[BEGIN Given information]
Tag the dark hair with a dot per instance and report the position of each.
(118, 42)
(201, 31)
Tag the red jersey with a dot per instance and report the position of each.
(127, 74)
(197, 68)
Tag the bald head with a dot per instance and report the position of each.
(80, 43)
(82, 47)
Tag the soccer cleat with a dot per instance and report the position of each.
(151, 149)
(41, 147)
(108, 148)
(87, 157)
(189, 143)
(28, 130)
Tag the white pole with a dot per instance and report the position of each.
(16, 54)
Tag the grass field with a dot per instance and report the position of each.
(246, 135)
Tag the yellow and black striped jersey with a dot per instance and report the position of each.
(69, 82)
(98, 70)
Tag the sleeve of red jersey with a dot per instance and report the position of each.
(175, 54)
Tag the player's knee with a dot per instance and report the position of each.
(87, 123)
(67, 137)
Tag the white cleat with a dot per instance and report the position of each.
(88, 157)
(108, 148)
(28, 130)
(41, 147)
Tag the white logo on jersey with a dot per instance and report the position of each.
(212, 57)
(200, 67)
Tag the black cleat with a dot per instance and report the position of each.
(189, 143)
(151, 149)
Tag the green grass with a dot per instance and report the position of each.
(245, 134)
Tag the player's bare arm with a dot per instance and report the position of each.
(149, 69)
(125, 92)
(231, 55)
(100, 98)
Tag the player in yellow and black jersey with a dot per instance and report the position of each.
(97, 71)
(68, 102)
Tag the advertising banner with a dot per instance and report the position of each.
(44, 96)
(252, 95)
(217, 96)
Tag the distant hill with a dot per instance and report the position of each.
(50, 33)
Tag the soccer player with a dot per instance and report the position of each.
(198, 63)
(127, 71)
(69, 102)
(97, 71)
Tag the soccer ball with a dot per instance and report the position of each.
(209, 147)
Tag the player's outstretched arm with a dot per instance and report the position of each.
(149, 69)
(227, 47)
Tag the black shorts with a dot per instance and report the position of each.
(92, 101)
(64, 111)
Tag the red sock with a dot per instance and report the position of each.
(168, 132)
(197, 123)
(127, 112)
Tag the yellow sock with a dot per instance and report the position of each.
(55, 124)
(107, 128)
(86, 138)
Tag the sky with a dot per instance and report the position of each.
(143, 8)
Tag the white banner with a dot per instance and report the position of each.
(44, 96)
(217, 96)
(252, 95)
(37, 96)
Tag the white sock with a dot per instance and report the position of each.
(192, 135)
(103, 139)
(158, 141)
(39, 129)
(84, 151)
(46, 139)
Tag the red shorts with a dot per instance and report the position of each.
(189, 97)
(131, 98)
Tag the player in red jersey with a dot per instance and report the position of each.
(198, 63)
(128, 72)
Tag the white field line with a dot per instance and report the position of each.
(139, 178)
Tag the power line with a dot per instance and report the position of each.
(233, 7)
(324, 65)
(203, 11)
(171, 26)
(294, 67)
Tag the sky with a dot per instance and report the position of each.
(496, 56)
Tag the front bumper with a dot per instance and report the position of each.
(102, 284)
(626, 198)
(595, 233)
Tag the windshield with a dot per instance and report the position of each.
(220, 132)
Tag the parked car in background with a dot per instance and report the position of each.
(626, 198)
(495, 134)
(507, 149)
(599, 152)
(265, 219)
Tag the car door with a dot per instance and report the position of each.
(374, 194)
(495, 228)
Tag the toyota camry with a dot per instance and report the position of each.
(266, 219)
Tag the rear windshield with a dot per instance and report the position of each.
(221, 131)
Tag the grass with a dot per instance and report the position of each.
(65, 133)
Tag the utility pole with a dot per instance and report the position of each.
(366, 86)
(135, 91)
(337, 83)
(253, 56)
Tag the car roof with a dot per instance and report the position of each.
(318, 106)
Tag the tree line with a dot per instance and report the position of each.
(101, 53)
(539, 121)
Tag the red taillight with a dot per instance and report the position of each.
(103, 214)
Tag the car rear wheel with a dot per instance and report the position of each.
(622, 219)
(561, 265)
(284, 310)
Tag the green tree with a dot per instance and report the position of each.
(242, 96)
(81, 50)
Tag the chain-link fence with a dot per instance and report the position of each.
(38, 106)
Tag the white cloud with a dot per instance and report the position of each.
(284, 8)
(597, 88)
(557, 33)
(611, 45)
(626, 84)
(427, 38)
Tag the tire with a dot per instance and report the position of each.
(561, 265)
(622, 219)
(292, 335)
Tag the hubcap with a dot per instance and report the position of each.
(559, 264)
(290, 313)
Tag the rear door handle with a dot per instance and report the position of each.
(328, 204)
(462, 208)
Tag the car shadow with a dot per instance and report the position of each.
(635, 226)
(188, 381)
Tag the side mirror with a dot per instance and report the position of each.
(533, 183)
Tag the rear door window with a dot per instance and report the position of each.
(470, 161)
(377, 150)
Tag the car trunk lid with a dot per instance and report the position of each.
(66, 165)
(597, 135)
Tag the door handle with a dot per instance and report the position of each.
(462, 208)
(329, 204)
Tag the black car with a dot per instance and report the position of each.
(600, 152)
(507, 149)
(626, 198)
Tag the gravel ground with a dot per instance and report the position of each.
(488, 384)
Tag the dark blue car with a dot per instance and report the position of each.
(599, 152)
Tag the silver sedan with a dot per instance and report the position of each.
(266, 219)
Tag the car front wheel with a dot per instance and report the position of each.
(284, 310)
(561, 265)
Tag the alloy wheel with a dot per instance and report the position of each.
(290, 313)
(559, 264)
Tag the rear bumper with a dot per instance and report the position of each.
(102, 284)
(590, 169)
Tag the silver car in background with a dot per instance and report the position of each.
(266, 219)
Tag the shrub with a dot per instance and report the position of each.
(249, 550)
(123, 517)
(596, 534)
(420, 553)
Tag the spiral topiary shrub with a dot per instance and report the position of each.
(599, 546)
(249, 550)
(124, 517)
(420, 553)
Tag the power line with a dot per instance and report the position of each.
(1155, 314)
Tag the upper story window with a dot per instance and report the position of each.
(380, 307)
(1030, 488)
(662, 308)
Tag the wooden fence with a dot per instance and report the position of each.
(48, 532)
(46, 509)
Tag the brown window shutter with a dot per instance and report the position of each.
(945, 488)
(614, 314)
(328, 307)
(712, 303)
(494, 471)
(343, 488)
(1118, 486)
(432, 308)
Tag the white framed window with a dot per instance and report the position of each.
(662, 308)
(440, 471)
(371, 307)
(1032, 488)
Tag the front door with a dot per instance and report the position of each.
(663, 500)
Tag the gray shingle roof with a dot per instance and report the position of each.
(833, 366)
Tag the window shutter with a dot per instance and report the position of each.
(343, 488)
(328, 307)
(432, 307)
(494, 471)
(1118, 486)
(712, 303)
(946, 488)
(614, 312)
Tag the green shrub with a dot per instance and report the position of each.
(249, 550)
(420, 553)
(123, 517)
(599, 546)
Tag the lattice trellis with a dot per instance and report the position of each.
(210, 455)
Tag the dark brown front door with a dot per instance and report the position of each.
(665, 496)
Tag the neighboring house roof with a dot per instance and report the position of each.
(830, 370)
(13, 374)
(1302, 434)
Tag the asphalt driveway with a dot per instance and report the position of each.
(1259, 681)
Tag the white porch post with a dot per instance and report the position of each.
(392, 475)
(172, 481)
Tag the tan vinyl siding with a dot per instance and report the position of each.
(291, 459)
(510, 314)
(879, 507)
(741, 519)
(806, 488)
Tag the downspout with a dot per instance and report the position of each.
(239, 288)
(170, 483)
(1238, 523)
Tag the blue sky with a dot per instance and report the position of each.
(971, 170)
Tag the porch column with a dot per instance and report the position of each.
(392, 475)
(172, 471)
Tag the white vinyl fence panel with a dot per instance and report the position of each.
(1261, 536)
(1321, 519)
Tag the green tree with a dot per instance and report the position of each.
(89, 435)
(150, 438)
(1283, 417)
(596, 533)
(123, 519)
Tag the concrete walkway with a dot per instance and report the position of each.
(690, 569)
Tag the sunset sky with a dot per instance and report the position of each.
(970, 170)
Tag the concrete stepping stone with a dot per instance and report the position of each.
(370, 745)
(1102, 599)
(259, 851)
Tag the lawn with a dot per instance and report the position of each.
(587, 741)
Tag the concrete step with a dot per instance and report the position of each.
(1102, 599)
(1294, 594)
[END Given information]
§ Objective: Please reproduce the stretch of the material above from the line containing "Tag the sunset" through the end of the material, keeping every line unchanged.

§ Exercise output:
Tag the sunset sky with a dot per instance and report the position of each.
(970, 170)
Tag the concrete stepping stone with a dot per instance and report the position of each.
(370, 745)
(1102, 599)
(259, 851)
Tag the lawn with a dot per instance and report the position of each.
(587, 741)
Tag the concrete step with a dot per instance and report the position of each.
(1102, 599)
(1294, 594)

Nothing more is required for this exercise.